» **Work to complete**: All lines from the one containing "Target: brick wall" through the end of the entries below should appear in the answer exactly, with no others.
··· Dataset content
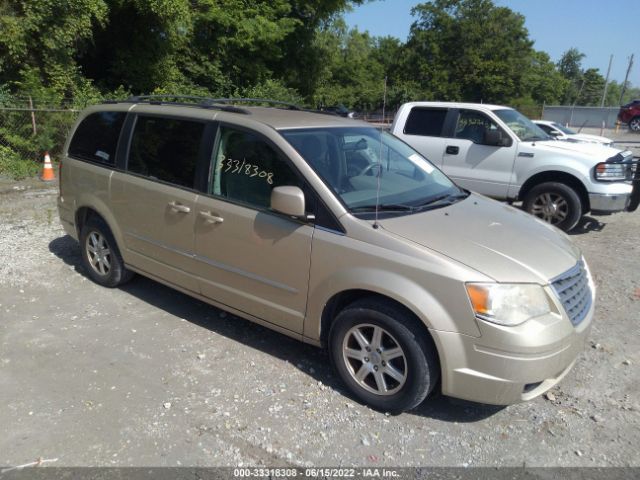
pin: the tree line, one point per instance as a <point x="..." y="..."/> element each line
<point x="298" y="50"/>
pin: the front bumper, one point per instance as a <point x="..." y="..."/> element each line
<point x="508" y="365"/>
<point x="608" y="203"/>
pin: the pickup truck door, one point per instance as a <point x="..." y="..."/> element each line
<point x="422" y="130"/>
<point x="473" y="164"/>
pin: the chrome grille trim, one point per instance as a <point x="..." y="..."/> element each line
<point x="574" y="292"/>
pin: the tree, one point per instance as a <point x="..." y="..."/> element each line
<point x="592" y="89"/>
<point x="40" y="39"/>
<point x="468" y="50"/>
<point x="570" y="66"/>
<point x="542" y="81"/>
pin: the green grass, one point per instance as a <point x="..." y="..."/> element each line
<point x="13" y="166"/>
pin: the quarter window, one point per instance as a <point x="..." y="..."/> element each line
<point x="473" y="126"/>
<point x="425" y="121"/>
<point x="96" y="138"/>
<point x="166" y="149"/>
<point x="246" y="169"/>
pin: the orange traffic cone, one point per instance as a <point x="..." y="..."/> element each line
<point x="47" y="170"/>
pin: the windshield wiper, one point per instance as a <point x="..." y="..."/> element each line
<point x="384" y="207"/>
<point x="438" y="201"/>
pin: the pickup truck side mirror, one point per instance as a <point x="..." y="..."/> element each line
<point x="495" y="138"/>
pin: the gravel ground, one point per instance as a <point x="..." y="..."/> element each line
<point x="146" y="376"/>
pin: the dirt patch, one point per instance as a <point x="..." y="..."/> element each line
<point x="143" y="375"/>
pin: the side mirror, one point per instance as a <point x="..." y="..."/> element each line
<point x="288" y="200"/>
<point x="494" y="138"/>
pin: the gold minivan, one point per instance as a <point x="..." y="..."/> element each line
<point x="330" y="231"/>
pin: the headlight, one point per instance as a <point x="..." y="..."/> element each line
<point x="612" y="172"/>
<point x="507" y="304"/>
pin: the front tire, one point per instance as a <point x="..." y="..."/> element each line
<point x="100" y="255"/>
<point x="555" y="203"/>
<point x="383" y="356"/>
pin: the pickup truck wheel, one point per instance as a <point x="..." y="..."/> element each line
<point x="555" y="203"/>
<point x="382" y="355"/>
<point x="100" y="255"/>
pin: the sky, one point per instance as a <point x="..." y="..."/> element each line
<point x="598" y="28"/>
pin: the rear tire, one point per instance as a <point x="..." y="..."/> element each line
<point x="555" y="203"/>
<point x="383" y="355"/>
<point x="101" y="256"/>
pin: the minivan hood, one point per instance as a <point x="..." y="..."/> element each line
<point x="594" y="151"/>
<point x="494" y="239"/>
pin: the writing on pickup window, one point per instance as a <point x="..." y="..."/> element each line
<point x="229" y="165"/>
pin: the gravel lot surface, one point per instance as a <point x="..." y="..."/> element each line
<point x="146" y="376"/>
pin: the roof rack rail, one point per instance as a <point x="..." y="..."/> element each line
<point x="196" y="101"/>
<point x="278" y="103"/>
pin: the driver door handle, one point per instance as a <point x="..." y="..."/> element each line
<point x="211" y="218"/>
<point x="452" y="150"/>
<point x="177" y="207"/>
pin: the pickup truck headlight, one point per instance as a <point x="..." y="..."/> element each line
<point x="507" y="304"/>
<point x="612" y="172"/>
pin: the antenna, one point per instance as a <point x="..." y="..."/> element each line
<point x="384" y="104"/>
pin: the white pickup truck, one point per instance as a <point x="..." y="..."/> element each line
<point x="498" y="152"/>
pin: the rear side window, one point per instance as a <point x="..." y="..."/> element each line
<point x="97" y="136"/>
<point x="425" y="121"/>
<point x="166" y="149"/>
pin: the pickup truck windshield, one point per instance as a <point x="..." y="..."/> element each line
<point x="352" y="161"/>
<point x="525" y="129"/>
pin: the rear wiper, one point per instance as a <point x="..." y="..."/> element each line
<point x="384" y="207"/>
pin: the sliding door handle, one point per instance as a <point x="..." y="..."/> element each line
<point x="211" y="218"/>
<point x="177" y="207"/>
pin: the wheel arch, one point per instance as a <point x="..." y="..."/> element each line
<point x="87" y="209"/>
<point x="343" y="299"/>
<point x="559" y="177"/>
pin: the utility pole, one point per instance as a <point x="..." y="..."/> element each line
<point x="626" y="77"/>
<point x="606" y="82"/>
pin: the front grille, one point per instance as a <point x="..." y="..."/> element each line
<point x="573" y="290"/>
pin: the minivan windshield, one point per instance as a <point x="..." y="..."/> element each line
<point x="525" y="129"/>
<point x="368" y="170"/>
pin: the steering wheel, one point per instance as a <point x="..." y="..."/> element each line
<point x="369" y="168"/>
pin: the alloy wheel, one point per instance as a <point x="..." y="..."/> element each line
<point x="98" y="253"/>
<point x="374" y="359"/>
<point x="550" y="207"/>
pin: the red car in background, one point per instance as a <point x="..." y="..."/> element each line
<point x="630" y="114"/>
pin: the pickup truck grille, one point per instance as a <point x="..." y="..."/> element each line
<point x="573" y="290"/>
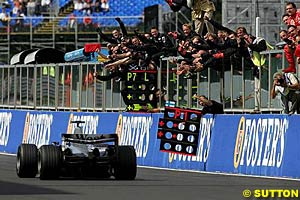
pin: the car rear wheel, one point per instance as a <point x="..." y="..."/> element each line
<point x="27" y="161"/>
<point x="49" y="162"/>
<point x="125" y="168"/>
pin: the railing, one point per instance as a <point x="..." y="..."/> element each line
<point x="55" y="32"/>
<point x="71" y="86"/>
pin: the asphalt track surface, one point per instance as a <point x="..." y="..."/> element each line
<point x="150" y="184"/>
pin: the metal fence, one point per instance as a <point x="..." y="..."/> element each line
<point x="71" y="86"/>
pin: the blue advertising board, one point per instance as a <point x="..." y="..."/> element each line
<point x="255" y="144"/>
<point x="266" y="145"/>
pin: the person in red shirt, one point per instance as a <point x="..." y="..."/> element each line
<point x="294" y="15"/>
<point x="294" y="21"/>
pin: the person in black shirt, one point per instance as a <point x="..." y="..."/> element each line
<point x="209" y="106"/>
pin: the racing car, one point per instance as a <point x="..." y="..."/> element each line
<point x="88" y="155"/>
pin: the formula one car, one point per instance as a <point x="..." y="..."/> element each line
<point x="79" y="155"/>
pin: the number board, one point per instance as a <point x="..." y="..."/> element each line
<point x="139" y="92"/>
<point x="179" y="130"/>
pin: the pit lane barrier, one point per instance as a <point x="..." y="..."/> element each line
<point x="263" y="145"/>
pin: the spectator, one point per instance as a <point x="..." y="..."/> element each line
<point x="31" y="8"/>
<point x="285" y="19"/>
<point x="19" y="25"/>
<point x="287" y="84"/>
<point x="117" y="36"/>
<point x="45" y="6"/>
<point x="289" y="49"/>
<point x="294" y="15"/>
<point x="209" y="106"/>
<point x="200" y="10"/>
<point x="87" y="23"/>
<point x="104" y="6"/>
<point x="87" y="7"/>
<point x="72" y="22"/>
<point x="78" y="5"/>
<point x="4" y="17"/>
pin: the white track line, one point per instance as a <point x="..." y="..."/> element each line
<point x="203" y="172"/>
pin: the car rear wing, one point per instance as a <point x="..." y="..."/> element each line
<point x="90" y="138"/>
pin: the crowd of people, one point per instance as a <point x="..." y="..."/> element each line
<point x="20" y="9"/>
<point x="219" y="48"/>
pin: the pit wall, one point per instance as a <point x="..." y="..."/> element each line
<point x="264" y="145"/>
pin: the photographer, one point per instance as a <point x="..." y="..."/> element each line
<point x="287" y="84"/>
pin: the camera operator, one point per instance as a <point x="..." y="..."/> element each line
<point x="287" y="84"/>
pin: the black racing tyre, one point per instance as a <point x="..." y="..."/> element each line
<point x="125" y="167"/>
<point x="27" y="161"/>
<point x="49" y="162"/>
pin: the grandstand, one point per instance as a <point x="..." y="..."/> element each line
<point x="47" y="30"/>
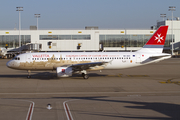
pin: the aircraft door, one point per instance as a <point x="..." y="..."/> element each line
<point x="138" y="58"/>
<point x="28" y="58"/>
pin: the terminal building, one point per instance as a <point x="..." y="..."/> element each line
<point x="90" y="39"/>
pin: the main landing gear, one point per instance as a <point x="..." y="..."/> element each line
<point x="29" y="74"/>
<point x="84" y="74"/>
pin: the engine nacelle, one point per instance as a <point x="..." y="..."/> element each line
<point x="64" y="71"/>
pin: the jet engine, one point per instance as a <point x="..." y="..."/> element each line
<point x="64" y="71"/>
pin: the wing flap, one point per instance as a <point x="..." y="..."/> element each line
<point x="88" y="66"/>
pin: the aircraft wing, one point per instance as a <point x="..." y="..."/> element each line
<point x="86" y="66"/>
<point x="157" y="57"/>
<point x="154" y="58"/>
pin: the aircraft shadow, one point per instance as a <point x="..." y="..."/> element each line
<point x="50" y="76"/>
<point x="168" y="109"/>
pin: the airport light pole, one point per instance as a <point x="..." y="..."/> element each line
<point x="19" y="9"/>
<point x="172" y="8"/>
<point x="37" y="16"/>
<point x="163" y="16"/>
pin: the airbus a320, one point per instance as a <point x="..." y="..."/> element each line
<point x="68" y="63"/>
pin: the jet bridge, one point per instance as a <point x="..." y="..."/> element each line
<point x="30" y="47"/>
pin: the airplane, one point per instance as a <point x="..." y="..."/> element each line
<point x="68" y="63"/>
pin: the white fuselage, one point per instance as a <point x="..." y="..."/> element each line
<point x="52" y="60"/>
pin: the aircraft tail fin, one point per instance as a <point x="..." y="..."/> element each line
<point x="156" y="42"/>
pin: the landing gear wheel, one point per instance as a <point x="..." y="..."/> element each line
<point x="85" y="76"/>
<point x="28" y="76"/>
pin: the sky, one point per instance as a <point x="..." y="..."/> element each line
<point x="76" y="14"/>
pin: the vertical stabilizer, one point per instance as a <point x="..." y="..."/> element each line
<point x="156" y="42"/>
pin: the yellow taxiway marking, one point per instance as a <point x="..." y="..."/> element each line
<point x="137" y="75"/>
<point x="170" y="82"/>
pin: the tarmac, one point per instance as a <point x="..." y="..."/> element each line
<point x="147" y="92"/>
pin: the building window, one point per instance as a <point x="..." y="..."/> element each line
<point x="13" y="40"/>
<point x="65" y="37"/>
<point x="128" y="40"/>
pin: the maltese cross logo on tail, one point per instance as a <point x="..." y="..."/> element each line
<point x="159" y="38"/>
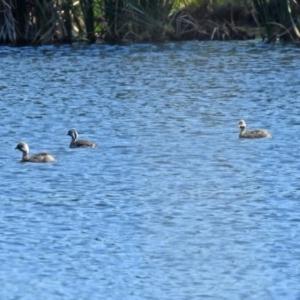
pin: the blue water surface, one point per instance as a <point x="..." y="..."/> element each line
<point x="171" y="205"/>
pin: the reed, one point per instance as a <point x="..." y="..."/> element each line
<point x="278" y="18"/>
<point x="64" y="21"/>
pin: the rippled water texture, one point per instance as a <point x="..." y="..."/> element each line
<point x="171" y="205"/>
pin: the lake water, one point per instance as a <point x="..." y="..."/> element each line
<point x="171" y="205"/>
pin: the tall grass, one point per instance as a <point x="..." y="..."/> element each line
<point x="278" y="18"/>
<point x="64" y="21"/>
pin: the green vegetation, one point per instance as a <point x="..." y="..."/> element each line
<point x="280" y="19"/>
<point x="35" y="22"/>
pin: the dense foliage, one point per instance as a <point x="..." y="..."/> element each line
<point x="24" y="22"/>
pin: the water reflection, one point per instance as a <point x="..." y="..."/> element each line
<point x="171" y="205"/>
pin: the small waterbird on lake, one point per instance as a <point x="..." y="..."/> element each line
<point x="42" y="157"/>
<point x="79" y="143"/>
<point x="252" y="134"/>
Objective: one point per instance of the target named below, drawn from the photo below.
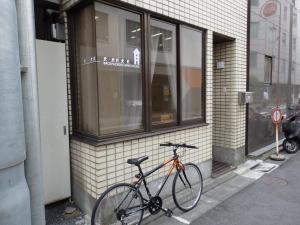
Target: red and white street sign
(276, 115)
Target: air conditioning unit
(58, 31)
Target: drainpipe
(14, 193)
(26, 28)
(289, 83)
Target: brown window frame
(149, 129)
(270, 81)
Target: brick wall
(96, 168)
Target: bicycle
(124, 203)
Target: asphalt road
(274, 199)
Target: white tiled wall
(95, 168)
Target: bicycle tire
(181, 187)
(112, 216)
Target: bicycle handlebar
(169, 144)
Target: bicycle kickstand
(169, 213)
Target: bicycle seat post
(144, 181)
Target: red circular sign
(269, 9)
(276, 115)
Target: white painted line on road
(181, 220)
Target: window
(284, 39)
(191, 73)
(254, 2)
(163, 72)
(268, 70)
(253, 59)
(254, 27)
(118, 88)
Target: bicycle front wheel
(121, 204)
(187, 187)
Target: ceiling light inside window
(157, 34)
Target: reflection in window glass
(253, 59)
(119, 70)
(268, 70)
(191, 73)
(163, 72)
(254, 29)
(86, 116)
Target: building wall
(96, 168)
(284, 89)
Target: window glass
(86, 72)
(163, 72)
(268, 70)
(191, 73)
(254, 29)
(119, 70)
······
» **Task result**:
Target: brick wall
(96, 168)
Target: bicycle
(124, 203)
Target: asphalt road
(274, 199)
Target: white tiled wall
(95, 168)
Target: bicycle tire
(181, 187)
(112, 216)
Target: bicycle handlebar
(169, 144)
Target: bicycle kickstand
(169, 213)
Target: bicycle seat post
(144, 181)
Target: red circular sign
(269, 9)
(276, 115)
Target: white painted line on road
(181, 220)
Target: window
(284, 39)
(191, 73)
(254, 2)
(163, 72)
(268, 70)
(253, 59)
(254, 27)
(118, 88)
Target: bicycle front wheel
(121, 204)
(187, 187)
Target: ceiling light inside window
(157, 34)
Target: reflection in window glass
(253, 59)
(119, 70)
(268, 70)
(191, 73)
(163, 72)
(254, 29)
(86, 116)
Target: building wall
(96, 168)
(284, 89)
Target: window glass
(86, 72)
(163, 72)
(268, 70)
(191, 73)
(254, 29)
(119, 70)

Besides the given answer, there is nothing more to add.